Provided text.
Purpose: This update focuses on engaging students in the topic through sharing their prior knowledge and asking questions.

Lesson:

1. Think-Pair-Share: Students respond to the question: What do you know about space and astronomy? It could be about the sun, moon, the planets, space travel - anything you can think of.

Think-Pair-Square: Students find another pair and share what they talked about. Each person could report what their partner said.

Then students find another pair and repeat the process.

2: Think-Pair-Share: Students return to their original partners and discuss what they would like to find out more about space and astronomy. Students write it as a question on a post-it note and add the question to the Affinity Diagram, looking at other students' questions and placing the post-it next to ones that are similar.

3. Students evaluate the questions by choosing questions that interest you. Write a comment.

Teaching Tips:

Model turning a fact into a question. For example:

• Mars is called the red planet - Why is Mars called the red planet?
• Venus is the hottest planet in the solar system - Mercury is closer to the sun than Venus, why isn't it the hottest planet?

As students add their questions to the whiteboard, model moving them around to be near similar questions. After a while, create headings to help students sort their questions. Examples of headings might be: planets, stars, moon, sun, space travel, telescopes, Big Bang, Black Hole - it really depends on the questions that students add.

The questions will be used in the final research project so leave on display and take photos.

Word Wall

Set up a word wall so students can add words that interest them. Explore sound and letter patterns and morphology of words that are added. If you have access to a whiteboard for the word wall, give students agency by allowing them to write the words and add annotations to the word re tips for spelling and morphology.

Scholar Community

Set up a community in Scholar so that the left side content can be posted to it. This can then be shown to the class on an electronic whiteboard. If students are invited into the community, they can access the content on their own devices and also add comments in the community discussion forum. See the Help tutorial on Creating a Community.

Comments

A comment is included at the end of each update to promote reflection and metacognition of students' developing science understandings. They also provide an opportunity for regular writing for a real audience. Further, more able students can model extended comments for their peers. Alternatively, copy the comment prompt into Google Classroom.

Purpose: This update sets up the conceptual focus of the learning module - understanding the rotation of the earth on its axis.

Lesson:

1. Start the lesson by showing the youtube videoclip. 

Use a Think-Pair-Share for students to discuss their favourite parts and to generate new questions that they now add to the Affinity Diagram. This is an important activity to extend students' thinking and questioning.

Complete the following.
**A.** Output the stretch of the astronomy lesson plan from "2: Think-Pair-Share: Students" through "the hottest planet?", word for word.
**B.** Translate this sentence from the astronomy lesson plan into Spanish: "Then students find another pair and repeat the process."
**C.** Pick up the astronomy lesson plan after its last sentence and keep writing it.
The records are separate material with no connection to the astronomy lesson plan.

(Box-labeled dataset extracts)
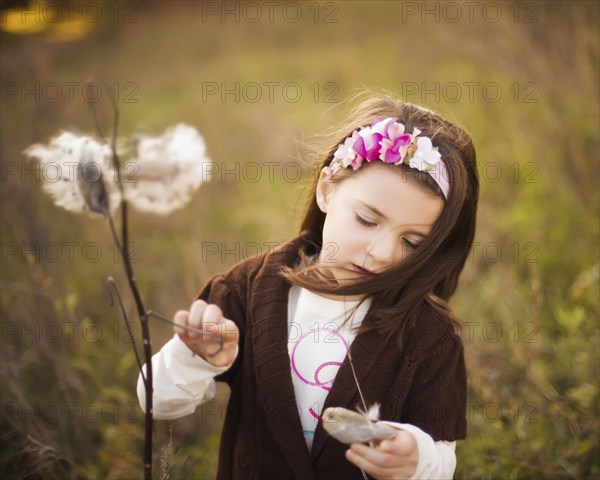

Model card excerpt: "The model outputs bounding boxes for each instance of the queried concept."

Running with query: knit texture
[198,234,466,480]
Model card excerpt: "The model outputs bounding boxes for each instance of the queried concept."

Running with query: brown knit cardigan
[199,231,466,480]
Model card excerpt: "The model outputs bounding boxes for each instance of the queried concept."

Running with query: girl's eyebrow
[359,200,434,238]
[359,200,387,220]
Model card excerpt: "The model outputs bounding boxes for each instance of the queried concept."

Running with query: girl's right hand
[173,300,240,367]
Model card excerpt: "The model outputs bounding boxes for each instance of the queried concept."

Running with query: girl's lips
[352,263,375,277]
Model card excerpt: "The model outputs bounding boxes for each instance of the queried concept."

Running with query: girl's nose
[367,232,399,270]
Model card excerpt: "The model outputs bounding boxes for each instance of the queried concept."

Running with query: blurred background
[0,1,600,479]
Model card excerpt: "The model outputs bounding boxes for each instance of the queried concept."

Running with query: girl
[138,95,479,480]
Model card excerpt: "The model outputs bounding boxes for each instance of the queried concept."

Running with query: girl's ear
[315,167,335,213]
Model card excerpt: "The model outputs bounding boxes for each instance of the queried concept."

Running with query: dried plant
[24,98,211,480]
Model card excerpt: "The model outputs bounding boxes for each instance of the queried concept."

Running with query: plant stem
[108,103,154,480]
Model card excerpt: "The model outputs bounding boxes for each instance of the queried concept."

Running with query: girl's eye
[355,214,377,227]
[403,238,419,250]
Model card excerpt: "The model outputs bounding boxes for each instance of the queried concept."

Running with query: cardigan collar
[247,235,397,478]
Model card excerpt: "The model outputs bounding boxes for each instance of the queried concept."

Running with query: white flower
[23,132,120,214]
[409,137,442,171]
[123,124,211,215]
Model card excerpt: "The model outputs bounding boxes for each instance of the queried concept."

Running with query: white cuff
[380,421,456,480]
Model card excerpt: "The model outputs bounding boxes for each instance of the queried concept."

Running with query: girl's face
[316,162,444,284]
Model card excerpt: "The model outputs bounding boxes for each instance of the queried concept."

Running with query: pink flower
[379,122,413,164]
[333,130,362,170]
[353,127,383,162]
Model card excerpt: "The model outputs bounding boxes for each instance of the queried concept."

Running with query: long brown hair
[282,92,479,334]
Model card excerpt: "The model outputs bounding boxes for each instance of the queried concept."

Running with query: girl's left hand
[346,430,419,480]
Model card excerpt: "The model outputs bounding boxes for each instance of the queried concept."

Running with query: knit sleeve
[197,261,253,383]
[401,326,467,441]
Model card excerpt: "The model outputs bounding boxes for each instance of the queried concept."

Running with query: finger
[188,300,207,338]
[379,430,418,457]
[202,304,224,335]
[346,444,403,480]
[350,443,406,468]
[220,319,240,348]
[173,310,190,335]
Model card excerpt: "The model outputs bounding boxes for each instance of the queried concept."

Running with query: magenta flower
[333,131,362,170]
[353,127,383,162]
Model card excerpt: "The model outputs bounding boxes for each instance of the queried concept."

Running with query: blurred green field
[0,1,600,480]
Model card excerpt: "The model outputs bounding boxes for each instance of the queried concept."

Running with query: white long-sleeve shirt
[137,286,456,479]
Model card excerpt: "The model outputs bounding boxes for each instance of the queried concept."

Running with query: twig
[92,91,154,480]
[106,277,146,382]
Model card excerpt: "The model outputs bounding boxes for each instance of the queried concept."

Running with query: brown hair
[282,92,479,335]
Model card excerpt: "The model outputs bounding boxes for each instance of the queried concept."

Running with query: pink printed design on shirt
[290,328,349,420]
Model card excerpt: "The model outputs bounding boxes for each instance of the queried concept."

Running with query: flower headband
[329,118,450,199]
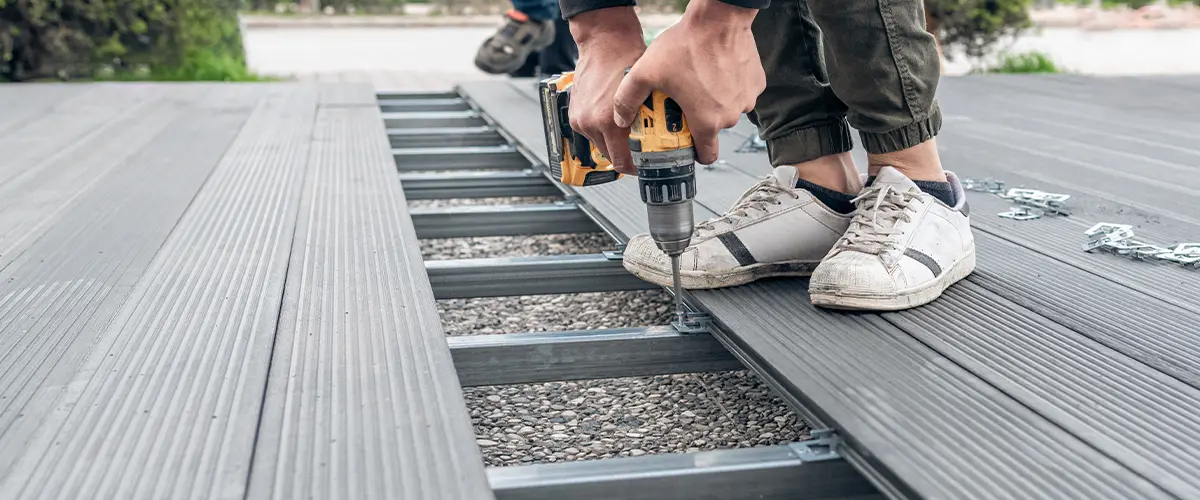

Exercise responses.
**A.**
2: Think-Pair-Share: Students return to their original partners and discuss what they would like to find out more about space and astronomy. Students write it as a question on a post-it note and add the question to the Affinity Diagram, looking at other students' questions and placing the post-it next to ones that are similar.

3. Students evaluate the questions by choosing questions that interest you. Write a comment.

Teaching Tips:

Model turning a fact into a question. For example:

• Mars is called the red planet - Why is Mars called the red planet?
• Venus is the hottest planet in the solar system - Mercury is closer to the sun than Venus, why isn't it the hottest planet?

**B.** Luego los estudiantes buscan otra pareja y repiten el proceso.

**C.**
Tell students that this videoclip focuses on the earth as a planet which will be the focus of one big question: How do night and day happen?

2. Baseline knowledge activity: Students draw and annotate a picture to explain how night and day happens. 

Tell them the drawing should include:

• three circles for the earth, moon and sun
• arrows showing the direction of movement of the earth, moon and sun
• words to explain what is happening

3. Students add comments to the discussion forum.

Teaching Tips:

As students add more questions to the whiteboard, encourage them to move them around and create new headings/categories if necessary. The questions will be used in the final research project so leave on display and take photos.

Collect the drawings. Students will repeat this activity later when they have learned more about the rotation of the earth on its axis. This initial drawing will enable students to reflect on what the have learned.

Purpose: To provide students with hands-on, shared experiences of the shapes, relative sizes and positions of the Sun, Earth and Moon.

Lesson:

1. Review the previous lesson. Invite students to share ideas or experiences of how people travel around the Earth, such as by flying or sailing. Where possible, draw on students’ experiences of travelling to other parts of the Earth. This might help students appreciate that the Earth is a sphere and not flat, as it appears.
2. Ask students to suggest objects that they think are the same shape as the Earth, for example, a basketball. Ask students the name of the shape (a sphere) and discuss how a sphere is different from a circle or a disc. Discuss the shapes of the Sun and Moon. Add ‘sphere’ to the word wall.
3. Discuss what students know about the sizes of the Sun, Earth and Moon, particularly in comparison with each other.
4. Introduce three spherical objects, such as a basketball, a tennis ball and a marble. Ask students to match each spherical object to the Sun, Earth or Moon to indicate their size, for example, basketball—Sun, tennis ball—Earth, marble—Moon, and give reasons for their match.
5. Discuss a common observation that the Moon appears to be similar in size to the Sun.
6. Explain that students will be working in collaborative learning teams to find out more about the sizes and positions of the Sun, Earth and Moon.
7. Teams will use a basketball to represent the Sun and a tennis ball to represent the Moon. Organise teams and allocate roles: one student = Sun (basketball), one student = Moon (tennis ball) and one student taking 'the view from Earth'.
8. Taking students outside, The 'Sun' and the 'Moon' students stand side by side holding their balls in their hands. The third team member will stand in front and be able to view both balls. Ask students to imagine that the observing student is standing on the Earth and looking at the Sun and Moon.
9. The student with the basketball (the Sun) will move backwards until the student viewing the balls observes that the basketball appears to be the same size as the tennis ball (the Moon). Students swap positions so that each team member has a turn to be the observer. In teams, students discuss their observations and relate them to the sizes of the Sun and Moon.
10. When you return to the classroom, view images, such as photographs or internet images, or show video footage, for example, using the internet or video/DVD, that illustrates the spherical shapes of the Sun, Earth and Moon.
11. Provide students with time to reflect and record their ideas about the lesson activities in their science books or post comments on line. You might like to provide students with prompts, such as:

• Something new I learned today was…
• Something that interested me today was…
• Something I wonder about is…

Teaching Tips:This activity demonstrates that two different-sized objects can appear to be the same size if they are different distances from the observer. Refer to Primary Connections pp.18-19 for additional information about the size, distance and relativities of the Sun, Earth and Moon.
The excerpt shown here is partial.